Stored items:
-=-=-=-=-

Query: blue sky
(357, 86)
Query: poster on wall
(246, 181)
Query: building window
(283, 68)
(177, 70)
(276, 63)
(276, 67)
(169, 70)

-=-=-=-=-

Extract all of the data shown above and repeat it verbatim.

## The answer
Query: blue sky
(357, 86)
Query: poster on wall
(246, 181)
Query: building window
(283, 68)
(177, 70)
(276, 63)
(276, 67)
(169, 70)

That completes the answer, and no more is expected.